***** Data to process
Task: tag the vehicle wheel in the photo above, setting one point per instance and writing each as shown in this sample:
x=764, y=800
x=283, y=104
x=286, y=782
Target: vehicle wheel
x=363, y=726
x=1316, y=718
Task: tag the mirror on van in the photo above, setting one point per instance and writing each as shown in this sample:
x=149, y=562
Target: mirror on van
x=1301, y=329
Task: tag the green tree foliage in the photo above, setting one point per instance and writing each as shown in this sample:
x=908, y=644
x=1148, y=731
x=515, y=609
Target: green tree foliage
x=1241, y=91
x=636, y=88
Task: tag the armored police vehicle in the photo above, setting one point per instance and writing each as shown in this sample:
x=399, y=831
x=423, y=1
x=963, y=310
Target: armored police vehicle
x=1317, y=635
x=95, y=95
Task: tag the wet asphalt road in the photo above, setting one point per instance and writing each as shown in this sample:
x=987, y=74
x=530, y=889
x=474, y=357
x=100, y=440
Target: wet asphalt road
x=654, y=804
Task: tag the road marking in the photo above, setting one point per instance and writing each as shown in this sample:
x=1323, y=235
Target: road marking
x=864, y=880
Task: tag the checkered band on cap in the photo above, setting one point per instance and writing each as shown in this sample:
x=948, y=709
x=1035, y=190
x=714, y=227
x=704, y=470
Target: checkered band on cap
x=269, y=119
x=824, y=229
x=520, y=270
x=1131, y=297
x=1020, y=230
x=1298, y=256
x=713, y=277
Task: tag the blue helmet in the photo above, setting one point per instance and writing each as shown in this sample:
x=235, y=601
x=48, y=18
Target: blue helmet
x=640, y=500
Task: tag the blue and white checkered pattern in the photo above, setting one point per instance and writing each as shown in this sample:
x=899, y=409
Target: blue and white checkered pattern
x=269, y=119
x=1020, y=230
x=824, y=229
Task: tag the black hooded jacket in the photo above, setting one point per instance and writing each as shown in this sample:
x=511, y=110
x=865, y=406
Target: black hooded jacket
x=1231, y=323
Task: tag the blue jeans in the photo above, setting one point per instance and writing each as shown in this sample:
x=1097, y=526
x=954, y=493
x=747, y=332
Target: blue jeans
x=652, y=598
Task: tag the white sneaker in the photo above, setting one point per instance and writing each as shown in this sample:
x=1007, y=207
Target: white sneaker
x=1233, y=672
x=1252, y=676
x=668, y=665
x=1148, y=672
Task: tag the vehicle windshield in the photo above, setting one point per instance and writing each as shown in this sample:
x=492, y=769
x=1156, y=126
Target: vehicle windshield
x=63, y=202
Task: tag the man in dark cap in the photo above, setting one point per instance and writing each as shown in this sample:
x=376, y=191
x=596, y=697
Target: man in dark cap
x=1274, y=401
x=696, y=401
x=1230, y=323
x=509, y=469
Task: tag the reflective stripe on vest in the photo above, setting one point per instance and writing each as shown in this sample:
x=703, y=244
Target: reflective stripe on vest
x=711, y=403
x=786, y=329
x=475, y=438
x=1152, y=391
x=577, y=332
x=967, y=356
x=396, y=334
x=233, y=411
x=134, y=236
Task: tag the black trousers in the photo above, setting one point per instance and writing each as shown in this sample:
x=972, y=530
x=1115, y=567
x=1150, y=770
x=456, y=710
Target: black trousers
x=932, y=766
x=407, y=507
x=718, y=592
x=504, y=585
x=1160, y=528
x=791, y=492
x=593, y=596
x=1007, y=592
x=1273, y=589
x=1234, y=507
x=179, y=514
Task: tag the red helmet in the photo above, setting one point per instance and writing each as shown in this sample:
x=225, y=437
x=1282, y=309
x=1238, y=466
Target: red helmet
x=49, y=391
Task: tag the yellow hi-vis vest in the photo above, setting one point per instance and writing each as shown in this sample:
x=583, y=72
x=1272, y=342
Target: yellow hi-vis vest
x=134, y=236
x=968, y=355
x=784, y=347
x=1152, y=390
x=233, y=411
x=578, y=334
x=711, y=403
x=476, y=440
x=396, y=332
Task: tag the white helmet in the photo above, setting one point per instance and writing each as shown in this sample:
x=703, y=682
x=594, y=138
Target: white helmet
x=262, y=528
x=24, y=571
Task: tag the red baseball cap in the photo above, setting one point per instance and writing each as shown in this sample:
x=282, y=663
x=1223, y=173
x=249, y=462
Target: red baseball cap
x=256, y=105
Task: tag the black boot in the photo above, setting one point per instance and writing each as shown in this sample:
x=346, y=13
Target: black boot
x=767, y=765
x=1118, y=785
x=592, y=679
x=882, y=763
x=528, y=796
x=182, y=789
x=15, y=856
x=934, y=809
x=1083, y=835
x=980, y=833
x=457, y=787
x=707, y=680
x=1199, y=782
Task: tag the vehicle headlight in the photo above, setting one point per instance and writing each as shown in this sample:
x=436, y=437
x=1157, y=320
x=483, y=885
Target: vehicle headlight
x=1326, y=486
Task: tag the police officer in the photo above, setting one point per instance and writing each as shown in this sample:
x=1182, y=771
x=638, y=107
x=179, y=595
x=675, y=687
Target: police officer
**********
# Task directions
Copy all of the lines above verbatim.

# Answer below
Task: tag the vehicle wheel in the photo above, setting one point per instance and writing each as shown in this sample:
x=764, y=800
x=283, y=104
x=286, y=782
Target: vehicle wheel
x=363, y=726
x=1316, y=718
Task: tag the mirror on van in the photo above, setting one point per instance and writing each as shown in this sample:
x=149, y=562
Target: mirror on van
x=1301, y=329
Task: tag the green tree foliage in the photo above, setting one point per instance and writing each as shown in this sample:
x=908, y=644
x=1148, y=731
x=515, y=609
Target: green tree foliage
x=1241, y=91
x=636, y=88
Task: tag the armored police vehicle in the photo above, setting one point per instance and writing each as shown in this sample:
x=399, y=831
x=423, y=1
x=963, y=310
Target: armored police vehicle
x=1317, y=635
x=95, y=95
Task: tag the wet asphalt road in the photo above, setting one point per instance and writing each as shown in this sample:
x=987, y=74
x=530, y=889
x=474, y=357
x=100, y=440
Target: wet asphalt road
x=654, y=804
Task: tag the road marking in the photo above, setting one point per instance and writing each as shown in this sample:
x=1323, y=235
Target: road marking
x=864, y=880
Task: tag the checkered band on cap in the photo above, setting one point per instance and writing each as shown in this sample:
x=948, y=709
x=1035, y=190
x=714, y=227
x=704, y=470
Target: checkered band on cap
x=269, y=119
x=824, y=229
x=520, y=270
x=1131, y=297
x=1020, y=230
x=1298, y=256
x=713, y=277
Task: tag the blue helmet in the photo above, setting one point per instance and writing each as shown in this sample:
x=235, y=601
x=48, y=18
Target: blue helmet
x=640, y=500
Task: tag the blue and white checkered pattern in the photo above, setting one point per instance and writing each as shown in this sample:
x=899, y=409
Target: blue and white checkered pattern
x=269, y=119
x=1020, y=230
x=824, y=229
Task: tag the black hooded jacket in the photo above, setting one point per instance and writing each as shown in this sample:
x=511, y=110
x=865, y=406
Target: black hooded jacket
x=1231, y=323
Task: tag the blue jeans in the photo above, setting one point per instance and writing each as shown in this sample:
x=1097, y=526
x=954, y=493
x=747, y=332
Target: blue jeans
x=652, y=598
Task: tag the white sneaker in the photo above, setting one point per instance and writing each as shown in this sample:
x=1007, y=207
Target: white sneaker
x=1233, y=672
x=1252, y=676
x=668, y=665
x=1148, y=672
Task: tag the vehicle windshield in the photo above, setting one point per instance and writing each as shown in this sample:
x=492, y=769
x=1156, y=126
Target: vehicle windshield
x=63, y=202
Task: tag the man in dark cap in the photo above, setting one point per instance and writing each as shown in this sample:
x=376, y=191
x=596, y=697
Target: man in dark cap
x=1274, y=401
x=696, y=401
x=1230, y=323
x=509, y=469
Task: tag the reflective stripe on vest in the photo above, setting one point per instance and writing each as shown in this sample:
x=703, y=244
Target: reflective stripe on vest
x=711, y=403
x=786, y=329
x=475, y=438
x=1152, y=391
x=577, y=332
x=967, y=356
x=396, y=334
x=233, y=411
x=134, y=236
Task: tag the black trousers in the photo above, setting one point per instance and writing each as shown in this sample:
x=972, y=530
x=1115, y=567
x=1150, y=770
x=456, y=710
Target: black trousers
x=932, y=766
x=407, y=507
x=718, y=592
x=504, y=585
x=1160, y=528
x=791, y=492
x=593, y=596
x=1007, y=592
x=1273, y=589
x=1234, y=507
x=179, y=514
Task: tag the red helmet in the photo above, setting one point per instance and writing each as shown in this sample:
x=225, y=437
x=1282, y=309
x=1238, y=466
Target: red helmet
x=49, y=391
Task: tag the yellow hi-vis vest in the photo above, setting one point per instance and writing each as shown in this sample:
x=583, y=72
x=1272, y=342
Target: yellow hi-vis vest
x=134, y=236
x=968, y=355
x=784, y=347
x=1152, y=390
x=233, y=411
x=578, y=334
x=711, y=403
x=476, y=440
x=396, y=332
Task: tag the white helmet in the photo above, setting one point per instance and writing each as shown in this sample:
x=703, y=682
x=594, y=138
Target: white helmet
x=262, y=528
x=24, y=571
Task: tag the red baseball cap in the photo above, setting one point per instance and writing each as shown in this sample:
x=282, y=663
x=1223, y=173
x=249, y=462
Target: red baseball cap
x=256, y=105
Task: tag the black boot in the photo above, setting one point per instance and writing each as shown in this sample:
x=346, y=13
Target: black boot
x=767, y=765
x=1118, y=785
x=592, y=679
x=882, y=763
x=528, y=796
x=182, y=789
x=15, y=856
x=934, y=809
x=1083, y=835
x=980, y=833
x=457, y=787
x=707, y=680
x=1199, y=782
Task: tag the vehicle headlight in the photo above, setting one point per instance and writing each as shown in this sample:
x=436, y=437
x=1157, y=320
x=483, y=885
Target: vehicle headlight
x=1326, y=486
Task: tag the police officer in the photo above, setting one point per instance and writing each as shown in this sample:
x=1182, y=771
x=638, y=107
x=179, y=595
x=675, y=687
Target: police officer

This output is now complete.